### Given request
Count how many lines in the data below contain the string "shingle", treating uppercase and lowercase as different. Reply with the number only.

### Excerpts from a location annotation dataset
##########

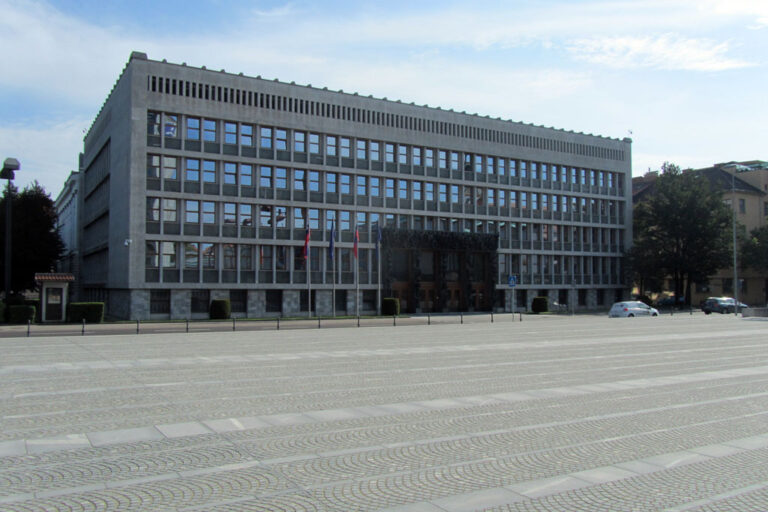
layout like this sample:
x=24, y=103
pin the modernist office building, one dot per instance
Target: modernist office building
x=200, y=184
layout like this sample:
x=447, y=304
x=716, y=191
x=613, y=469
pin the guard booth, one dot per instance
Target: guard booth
x=54, y=295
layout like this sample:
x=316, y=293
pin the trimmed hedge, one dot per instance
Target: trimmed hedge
x=91, y=312
x=220, y=309
x=20, y=314
x=540, y=305
x=390, y=306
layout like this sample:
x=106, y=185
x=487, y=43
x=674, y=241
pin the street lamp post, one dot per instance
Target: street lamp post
x=9, y=166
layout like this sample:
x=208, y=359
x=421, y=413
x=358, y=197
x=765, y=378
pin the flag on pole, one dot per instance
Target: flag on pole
x=333, y=239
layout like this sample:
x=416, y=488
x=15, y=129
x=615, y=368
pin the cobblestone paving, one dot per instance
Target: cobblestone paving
x=554, y=413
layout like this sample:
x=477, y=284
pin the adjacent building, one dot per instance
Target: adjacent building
x=288, y=199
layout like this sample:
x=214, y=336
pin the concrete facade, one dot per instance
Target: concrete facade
x=200, y=180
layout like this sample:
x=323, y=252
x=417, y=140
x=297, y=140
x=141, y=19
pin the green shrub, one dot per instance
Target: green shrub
x=220, y=309
x=540, y=305
x=20, y=314
x=390, y=306
x=91, y=312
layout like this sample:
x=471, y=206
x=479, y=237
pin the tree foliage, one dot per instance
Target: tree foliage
x=682, y=231
x=35, y=243
x=754, y=250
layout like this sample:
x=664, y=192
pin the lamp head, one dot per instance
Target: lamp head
x=9, y=165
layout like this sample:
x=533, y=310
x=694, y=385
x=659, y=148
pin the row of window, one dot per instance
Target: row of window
x=282, y=178
x=246, y=214
x=282, y=139
x=359, y=115
x=246, y=257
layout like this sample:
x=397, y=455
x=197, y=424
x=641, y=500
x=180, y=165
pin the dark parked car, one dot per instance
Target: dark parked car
x=720, y=305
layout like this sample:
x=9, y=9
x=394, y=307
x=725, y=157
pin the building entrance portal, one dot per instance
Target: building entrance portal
x=438, y=271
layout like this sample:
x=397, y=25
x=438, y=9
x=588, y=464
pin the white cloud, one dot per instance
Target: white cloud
x=670, y=52
x=47, y=151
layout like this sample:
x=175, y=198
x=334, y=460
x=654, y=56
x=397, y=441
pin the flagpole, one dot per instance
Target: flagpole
x=333, y=265
x=378, y=269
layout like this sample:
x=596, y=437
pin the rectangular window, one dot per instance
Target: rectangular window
x=246, y=175
x=153, y=123
x=230, y=173
x=192, y=171
x=246, y=215
x=346, y=184
x=281, y=178
x=314, y=144
x=193, y=128
x=265, y=177
x=346, y=147
x=299, y=179
x=153, y=209
x=230, y=133
x=208, y=253
x=192, y=212
x=230, y=213
x=299, y=142
x=170, y=210
x=209, y=130
x=246, y=257
x=362, y=189
x=209, y=212
x=402, y=154
x=265, y=140
x=246, y=135
x=209, y=171
x=191, y=255
x=314, y=181
x=362, y=152
x=281, y=139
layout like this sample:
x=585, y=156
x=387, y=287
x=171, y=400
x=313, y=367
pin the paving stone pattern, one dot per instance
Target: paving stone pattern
x=554, y=413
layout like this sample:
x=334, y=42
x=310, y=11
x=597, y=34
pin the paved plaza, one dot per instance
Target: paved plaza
x=554, y=413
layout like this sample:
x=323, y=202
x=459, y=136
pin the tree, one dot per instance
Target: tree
x=36, y=244
x=682, y=231
x=754, y=250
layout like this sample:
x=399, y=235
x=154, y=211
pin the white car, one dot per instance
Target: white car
x=632, y=308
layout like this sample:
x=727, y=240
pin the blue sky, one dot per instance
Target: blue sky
x=684, y=79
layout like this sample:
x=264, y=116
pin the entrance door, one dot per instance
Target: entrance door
x=53, y=307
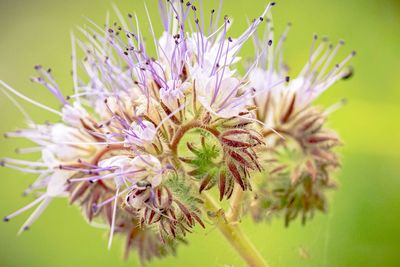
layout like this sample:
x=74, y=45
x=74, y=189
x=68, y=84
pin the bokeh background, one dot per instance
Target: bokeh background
x=362, y=227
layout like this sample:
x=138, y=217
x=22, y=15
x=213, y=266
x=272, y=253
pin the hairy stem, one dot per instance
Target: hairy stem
x=236, y=205
x=233, y=234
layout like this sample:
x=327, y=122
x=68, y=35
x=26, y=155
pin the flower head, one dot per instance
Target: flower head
x=144, y=135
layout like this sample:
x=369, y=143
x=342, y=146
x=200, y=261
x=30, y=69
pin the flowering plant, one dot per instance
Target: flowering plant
x=144, y=140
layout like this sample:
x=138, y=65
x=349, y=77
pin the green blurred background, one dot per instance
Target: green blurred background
x=362, y=227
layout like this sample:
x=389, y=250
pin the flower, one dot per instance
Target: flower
x=144, y=135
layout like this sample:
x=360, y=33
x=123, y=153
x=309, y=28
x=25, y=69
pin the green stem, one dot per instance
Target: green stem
x=233, y=234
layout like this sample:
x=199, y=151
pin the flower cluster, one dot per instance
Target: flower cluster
x=144, y=135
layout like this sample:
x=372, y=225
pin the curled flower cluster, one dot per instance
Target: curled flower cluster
x=144, y=136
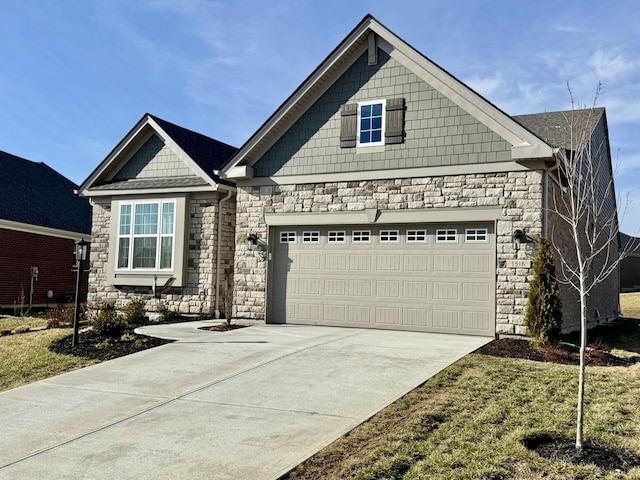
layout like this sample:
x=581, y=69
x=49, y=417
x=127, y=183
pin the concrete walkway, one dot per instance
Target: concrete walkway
x=246, y=404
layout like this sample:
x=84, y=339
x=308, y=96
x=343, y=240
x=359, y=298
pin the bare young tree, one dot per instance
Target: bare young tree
x=584, y=217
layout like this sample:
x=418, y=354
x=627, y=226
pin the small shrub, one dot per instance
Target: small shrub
x=543, y=317
x=61, y=317
x=135, y=312
x=127, y=337
x=109, y=321
x=166, y=312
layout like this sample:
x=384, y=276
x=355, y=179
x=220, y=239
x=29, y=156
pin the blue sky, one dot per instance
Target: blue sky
x=76, y=75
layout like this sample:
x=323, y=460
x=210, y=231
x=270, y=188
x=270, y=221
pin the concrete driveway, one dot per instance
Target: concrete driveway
x=247, y=404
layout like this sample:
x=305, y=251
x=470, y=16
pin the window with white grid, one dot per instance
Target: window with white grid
x=287, y=237
x=416, y=235
x=336, y=236
x=361, y=236
x=443, y=235
x=389, y=236
x=311, y=237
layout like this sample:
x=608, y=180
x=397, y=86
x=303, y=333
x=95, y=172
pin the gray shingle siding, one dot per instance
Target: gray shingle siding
x=438, y=132
x=153, y=160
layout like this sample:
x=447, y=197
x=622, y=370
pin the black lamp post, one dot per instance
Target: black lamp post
x=81, y=255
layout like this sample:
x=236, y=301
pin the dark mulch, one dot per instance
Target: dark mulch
x=100, y=347
x=223, y=327
x=612, y=459
x=597, y=355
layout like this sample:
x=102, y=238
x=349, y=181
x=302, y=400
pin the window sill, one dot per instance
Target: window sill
x=369, y=149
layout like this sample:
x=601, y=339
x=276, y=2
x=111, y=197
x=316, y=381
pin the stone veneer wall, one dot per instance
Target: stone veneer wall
x=518, y=193
x=198, y=296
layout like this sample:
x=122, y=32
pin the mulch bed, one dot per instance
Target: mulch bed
x=611, y=459
x=101, y=347
x=514, y=348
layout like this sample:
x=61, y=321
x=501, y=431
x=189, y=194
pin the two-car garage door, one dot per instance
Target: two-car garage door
x=432, y=278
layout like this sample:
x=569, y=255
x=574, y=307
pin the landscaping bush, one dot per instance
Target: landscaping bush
x=543, y=317
x=109, y=321
x=135, y=311
x=166, y=312
x=61, y=317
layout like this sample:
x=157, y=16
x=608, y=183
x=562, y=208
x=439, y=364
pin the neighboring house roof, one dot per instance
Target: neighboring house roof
x=33, y=193
x=203, y=155
x=369, y=35
x=564, y=129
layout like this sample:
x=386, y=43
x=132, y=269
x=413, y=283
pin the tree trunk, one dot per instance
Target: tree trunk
x=583, y=349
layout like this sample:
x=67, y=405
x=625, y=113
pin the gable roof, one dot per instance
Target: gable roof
x=526, y=145
x=34, y=194
x=557, y=128
x=202, y=154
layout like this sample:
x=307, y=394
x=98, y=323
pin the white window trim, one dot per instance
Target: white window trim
x=158, y=235
x=288, y=237
x=336, y=236
x=384, y=117
x=389, y=233
x=357, y=236
x=311, y=236
x=147, y=277
x=418, y=232
x=446, y=232
x=476, y=240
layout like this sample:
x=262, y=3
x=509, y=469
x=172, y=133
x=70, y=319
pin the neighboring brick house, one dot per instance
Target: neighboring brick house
x=163, y=220
x=385, y=193
x=41, y=218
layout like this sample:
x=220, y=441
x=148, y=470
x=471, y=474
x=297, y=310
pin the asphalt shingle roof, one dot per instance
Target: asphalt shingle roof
x=208, y=153
x=555, y=127
x=35, y=194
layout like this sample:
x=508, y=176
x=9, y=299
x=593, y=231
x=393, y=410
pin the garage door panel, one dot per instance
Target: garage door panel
x=446, y=319
x=388, y=289
x=416, y=263
x=387, y=316
x=336, y=261
x=411, y=283
x=360, y=288
x=415, y=289
x=359, y=314
x=335, y=287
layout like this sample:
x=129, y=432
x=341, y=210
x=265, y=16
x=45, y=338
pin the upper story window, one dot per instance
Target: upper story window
x=146, y=232
x=371, y=123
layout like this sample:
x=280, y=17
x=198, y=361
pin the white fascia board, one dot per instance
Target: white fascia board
x=155, y=191
x=525, y=143
x=239, y=172
x=39, y=230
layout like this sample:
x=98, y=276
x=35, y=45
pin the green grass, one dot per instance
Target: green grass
x=26, y=357
x=468, y=421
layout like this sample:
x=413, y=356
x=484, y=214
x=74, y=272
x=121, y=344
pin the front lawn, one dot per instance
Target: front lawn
x=26, y=357
x=470, y=421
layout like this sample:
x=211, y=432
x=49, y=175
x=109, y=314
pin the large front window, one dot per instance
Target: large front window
x=146, y=233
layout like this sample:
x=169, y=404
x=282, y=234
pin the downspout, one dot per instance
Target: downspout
x=216, y=312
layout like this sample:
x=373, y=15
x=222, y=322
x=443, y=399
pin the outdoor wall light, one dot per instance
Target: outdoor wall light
x=252, y=240
x=519, y=237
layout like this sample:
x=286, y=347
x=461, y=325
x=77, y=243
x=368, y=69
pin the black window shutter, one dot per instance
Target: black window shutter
x=348, y=125
x=394, y=128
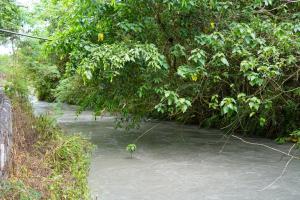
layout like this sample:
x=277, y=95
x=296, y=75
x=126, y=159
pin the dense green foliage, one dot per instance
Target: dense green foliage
x=64, y=159
x=216, y=63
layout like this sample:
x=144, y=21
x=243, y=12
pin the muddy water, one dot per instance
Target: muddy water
x=175, y=162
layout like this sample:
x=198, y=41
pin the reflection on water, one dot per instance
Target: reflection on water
x=176, y=162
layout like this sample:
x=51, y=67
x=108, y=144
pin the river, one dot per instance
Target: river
x=178, y=162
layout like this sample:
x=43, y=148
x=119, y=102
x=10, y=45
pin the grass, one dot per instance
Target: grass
x=46, y=163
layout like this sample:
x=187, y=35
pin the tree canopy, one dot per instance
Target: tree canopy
x=10, y=16
x=212, y=62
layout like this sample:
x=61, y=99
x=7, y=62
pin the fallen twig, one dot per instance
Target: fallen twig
x=282, y=172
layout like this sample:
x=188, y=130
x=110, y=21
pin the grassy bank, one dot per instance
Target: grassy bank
x=46, y=164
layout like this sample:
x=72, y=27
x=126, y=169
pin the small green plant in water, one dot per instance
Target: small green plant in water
x=131, y=148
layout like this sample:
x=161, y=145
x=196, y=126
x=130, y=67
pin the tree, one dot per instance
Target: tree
x=10, y=17
x=210, y=62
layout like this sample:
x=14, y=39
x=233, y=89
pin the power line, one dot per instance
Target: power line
x=22, y=34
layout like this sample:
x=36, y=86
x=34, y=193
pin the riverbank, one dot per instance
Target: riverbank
x=46, y=164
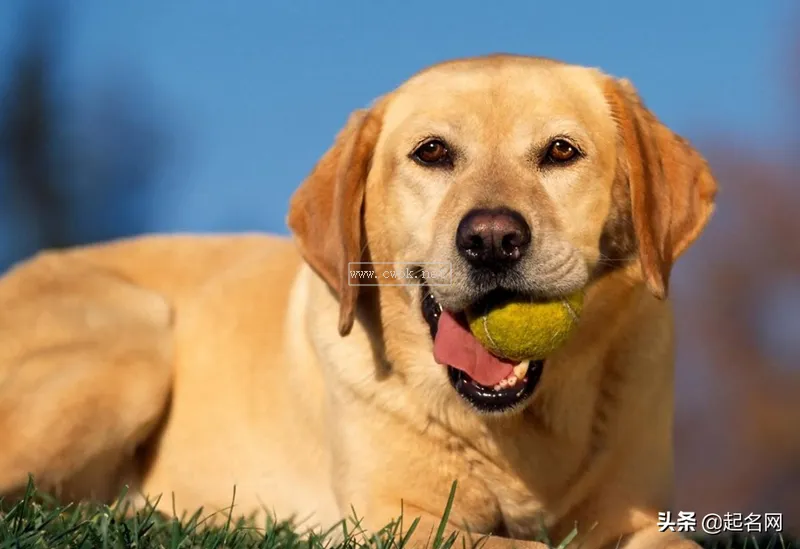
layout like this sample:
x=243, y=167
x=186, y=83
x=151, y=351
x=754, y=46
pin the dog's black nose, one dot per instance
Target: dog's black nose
x=494, y=238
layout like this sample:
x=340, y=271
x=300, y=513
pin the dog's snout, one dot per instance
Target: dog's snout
x=493, y=238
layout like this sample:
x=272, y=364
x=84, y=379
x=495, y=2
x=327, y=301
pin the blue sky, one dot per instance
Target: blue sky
x=252, y=92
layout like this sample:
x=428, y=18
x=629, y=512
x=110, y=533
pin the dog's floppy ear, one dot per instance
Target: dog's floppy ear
x=325, y=213
x=672, y=189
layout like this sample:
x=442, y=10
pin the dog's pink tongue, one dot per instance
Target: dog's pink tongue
x=455, y=346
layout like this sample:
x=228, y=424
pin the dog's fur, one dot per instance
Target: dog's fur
x=185, y=365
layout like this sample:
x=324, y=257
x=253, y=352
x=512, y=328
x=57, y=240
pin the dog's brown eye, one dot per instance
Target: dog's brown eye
x=561, y=151
x=432, y=152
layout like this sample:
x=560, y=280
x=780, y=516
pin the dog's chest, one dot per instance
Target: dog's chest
x=528, y=482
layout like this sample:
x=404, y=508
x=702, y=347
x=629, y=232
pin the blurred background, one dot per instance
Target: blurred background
x=120, y=118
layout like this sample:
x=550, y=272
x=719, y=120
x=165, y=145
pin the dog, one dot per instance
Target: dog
x=183, y=366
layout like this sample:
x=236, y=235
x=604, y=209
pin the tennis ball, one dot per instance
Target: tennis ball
x=523, y=329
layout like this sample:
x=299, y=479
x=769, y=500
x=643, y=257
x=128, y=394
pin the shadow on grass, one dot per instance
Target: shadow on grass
x=37, y=520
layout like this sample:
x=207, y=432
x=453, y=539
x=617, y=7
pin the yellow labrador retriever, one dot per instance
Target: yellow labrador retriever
x=185, y=365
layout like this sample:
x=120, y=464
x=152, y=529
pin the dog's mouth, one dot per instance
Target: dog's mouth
x=503, y=386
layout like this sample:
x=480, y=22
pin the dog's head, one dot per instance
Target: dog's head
x=500, y=174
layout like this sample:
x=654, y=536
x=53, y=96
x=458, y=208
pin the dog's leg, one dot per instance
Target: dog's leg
x=85, y=374
x=428, y=524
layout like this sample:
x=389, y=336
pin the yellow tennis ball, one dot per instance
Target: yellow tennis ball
x=525, y=330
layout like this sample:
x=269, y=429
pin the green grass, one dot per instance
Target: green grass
x=37, y=521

##########

### In response
4